Start of Quoted text

McLean County, Illinois

(Transcribed by: Teri Moncelle Colglazier)


The following persons have served as Justices of the Peace : J. M. Rayborn, Isaac Smith, P. Barnhouse, G. L. Libbey, J. Van Bushkirk, D. Wheeler, E. Easley, J. B. Bender, L. C. Blake, Thomas Arnold.

The following have had charge of highways: J. Lupton, J. S. Stagner, H. Horney, H. Coal, W. Newton, William McHugh, Isaac Smith, J. W. Abbott, W. H. Hayes, William Benjamin, James Smith, Wesley Lewis, W. I. Arnold, D. Wheeler, W. H. Murphy, J. Arnold, W. L. Sapp, M. S. Sill, L. Bender, E. H. Burbank, E. B. Johnson.

D. Wheeler served as Township School Treasurer three years, Isaac Smith ten years, until his tragic death. After him, William McHugh for some time, then Benjamin McCoy, the present very efficient officer.

On the death of Mr. Isaac Smith, a deficit was discovered in his affairs ; demand was made upon the signers of his bond; they resisted payment for several reasons which seemed sufficient to them, the principal one being that the School Trustees, whose officer the Treasurer is, had been derelict in duty, in not sufficiently examining his affairs, and in permitting him at the time of his last election to serve six months without a new bond.

Hon. William H. Smith, of Lexington, was one of the bondsmen. and he was known to be wealthy, which was thought to have bad its influence on the Trustees, they probably reasoning that he was "good for it." The case was tried before Judge Tipton and decision given against the Trustees and in favor of the bondsmen, on the ground that the office was an annual office and that an annual bond must be signed, and for this neglect the signers of the bond were released, following the decision given in the case against the bondsmen of Duff, Treasurer of the State Reform School.

End of Quoted text
Start of Record excerpts

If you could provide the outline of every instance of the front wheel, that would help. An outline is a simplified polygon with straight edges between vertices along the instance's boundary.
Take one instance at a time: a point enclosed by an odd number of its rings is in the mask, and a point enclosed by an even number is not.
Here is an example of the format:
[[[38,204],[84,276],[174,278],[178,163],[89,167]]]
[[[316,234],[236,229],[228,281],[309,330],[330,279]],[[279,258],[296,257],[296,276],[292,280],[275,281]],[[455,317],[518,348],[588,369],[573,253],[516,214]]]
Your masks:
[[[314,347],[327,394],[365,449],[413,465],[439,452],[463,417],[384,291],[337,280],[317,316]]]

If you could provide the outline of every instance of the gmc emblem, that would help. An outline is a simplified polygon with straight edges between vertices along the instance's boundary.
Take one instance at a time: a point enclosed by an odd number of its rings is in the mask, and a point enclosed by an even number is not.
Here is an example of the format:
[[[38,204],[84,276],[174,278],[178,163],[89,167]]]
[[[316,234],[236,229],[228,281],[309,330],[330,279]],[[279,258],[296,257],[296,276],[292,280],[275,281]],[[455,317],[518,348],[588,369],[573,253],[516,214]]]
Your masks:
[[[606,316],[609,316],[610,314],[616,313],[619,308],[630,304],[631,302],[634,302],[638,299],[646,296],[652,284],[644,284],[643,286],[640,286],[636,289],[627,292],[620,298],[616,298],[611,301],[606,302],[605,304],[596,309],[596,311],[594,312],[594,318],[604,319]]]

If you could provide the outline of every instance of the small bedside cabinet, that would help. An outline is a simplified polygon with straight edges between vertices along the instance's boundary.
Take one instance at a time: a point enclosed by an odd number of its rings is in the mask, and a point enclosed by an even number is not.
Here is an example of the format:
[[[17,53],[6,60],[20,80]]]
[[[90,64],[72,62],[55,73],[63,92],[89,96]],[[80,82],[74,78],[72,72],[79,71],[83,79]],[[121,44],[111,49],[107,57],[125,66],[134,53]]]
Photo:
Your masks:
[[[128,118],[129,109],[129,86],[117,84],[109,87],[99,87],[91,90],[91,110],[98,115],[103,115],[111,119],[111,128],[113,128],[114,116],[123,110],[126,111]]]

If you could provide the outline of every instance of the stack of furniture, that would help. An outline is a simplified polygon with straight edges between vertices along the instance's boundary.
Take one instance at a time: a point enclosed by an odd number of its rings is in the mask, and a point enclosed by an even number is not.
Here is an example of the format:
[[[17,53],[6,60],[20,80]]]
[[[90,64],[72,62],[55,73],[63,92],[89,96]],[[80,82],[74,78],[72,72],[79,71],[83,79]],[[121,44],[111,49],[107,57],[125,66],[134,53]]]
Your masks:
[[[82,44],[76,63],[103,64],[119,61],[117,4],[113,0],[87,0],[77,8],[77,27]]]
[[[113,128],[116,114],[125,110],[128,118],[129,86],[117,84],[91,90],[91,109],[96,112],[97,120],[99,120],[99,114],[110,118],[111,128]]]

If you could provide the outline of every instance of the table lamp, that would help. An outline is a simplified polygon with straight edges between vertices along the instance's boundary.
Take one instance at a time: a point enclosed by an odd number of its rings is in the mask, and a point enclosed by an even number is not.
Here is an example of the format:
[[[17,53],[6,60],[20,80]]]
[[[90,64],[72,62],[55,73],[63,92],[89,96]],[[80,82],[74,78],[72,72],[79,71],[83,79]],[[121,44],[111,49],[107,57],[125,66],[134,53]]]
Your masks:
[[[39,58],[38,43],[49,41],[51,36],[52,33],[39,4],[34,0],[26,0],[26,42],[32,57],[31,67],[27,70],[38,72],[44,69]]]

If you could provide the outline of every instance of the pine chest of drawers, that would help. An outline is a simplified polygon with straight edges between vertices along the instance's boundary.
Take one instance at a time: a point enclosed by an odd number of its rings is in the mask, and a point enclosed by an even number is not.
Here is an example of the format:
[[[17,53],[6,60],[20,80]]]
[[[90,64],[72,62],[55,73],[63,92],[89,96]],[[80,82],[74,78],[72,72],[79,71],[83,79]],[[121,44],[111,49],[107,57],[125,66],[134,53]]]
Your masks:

End of Record excerpts

Challenges:
A: Reproduce the part of the McLean County passage from "McLean County, Illinois" to "E. B. Johnson.".
B: For each statement, say whether the McLean County passage agrees with it, and quote the words of the passage that decide it. (i) D. Wheeler was Township School Treasurer for three years. (ii) The court decided the case in favor of the School Trustees. (iii) Benjamin McCoy is the current Township School Treasurer.
C: According to the McLean County passage, which judge tried the case over Isaac Smith's bond?

Exercise responses:
A:
McLean County, Illinois

(Transcribed by: Teri Moncelle Colglazier)


The following persons have served as Justices of the Peace : J. M. Rayborn, Isaac Smith, P. Barnhouse, G. L. Libbey, J. Van Bushkirk, D. Wheeler, E. Easley, J. B. Bender, L. C. Blake, Thomas Arnold.

The following have had charge of highways: J. Lupton, J. S. Stagner, H. Horney, H. Coal, W. Newton, William McHugh, Isaac Smith, J. W. Abbott, W. H. Hayes, William Benjamin, James Smith, Wesley Lewis, W. I. Arnold, D. Wheeler, W. H. Murphy, J. Arnold, W. L. Sapp, M. S. Sill, L. Bender, E. H. Burbank, E. B. Johnson.

B:
(i) Yes: "D. Wheeler served as Township School Treasurer three years"
(ii) No: "decision given against the Trustees and in favor of the bondsmen"
(iii) Yes: "then Benjamin McCoy, the present very efficient officer"

C: Judge Tipton.